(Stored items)
--- start ---
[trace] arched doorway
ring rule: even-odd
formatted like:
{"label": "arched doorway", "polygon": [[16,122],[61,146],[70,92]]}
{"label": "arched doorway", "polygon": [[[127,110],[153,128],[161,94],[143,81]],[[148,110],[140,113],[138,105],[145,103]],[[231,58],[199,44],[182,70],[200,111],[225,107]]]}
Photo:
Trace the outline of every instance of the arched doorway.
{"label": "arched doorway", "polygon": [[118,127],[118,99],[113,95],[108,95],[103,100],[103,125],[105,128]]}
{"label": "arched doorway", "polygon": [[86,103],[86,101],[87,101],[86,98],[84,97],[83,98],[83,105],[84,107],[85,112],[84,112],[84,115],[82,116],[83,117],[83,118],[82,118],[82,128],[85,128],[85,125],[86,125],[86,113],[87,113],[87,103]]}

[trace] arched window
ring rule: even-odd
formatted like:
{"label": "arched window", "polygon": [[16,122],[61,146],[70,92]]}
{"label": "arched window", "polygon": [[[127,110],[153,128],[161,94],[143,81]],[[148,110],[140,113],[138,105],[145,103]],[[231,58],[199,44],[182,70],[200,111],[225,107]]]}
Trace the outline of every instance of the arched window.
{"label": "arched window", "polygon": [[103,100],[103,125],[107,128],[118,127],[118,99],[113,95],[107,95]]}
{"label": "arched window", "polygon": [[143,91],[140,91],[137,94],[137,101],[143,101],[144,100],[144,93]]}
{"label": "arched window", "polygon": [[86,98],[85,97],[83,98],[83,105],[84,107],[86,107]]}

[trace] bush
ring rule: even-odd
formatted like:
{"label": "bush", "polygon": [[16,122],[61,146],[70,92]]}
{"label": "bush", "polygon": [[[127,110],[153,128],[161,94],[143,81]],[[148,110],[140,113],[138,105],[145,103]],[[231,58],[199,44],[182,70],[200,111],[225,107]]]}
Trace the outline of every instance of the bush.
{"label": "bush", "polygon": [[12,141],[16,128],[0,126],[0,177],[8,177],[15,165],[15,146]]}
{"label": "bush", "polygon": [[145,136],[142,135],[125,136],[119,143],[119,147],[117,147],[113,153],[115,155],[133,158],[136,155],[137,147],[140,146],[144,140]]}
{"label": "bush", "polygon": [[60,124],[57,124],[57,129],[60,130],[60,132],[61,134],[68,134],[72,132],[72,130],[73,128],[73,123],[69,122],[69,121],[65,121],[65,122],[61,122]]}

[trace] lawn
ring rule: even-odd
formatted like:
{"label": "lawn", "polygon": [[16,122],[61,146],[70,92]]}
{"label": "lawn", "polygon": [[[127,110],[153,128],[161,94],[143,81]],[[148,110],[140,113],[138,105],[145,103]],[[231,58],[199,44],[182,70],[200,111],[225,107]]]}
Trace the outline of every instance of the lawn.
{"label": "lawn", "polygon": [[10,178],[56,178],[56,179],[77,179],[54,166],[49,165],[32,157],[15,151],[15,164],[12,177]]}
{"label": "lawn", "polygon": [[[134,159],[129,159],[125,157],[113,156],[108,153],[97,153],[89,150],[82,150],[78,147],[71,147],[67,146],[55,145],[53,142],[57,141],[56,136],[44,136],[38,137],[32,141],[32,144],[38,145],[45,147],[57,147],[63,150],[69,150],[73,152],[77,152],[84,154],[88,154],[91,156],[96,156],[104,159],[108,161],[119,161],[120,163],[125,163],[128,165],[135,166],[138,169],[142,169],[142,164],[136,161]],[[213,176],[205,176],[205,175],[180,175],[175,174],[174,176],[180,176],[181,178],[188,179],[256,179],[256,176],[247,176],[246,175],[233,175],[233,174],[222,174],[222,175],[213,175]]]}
--- end ---
**Problem details:**
Copy the data word for word, from its first line up to and including the line with "Trace the outline of every instance of the arched doorway.".

**Task answer:**
[trace] arched doorway
ring rule: even-odd
formatted like:
{"label": "arched doorway", "polygon": [[16,122],[61,146],[70,92]]}
{"label": "arched doorway", "polygon": [[[127,110],[153,128],[161,94],[143,81]],[[148,110],[140,113],[138,105],[145,103]],[[231,58],[199,44],[182,70],[200,111],[225,107]]]}
Photo:
Trace the outline of every instance of the arched doorway.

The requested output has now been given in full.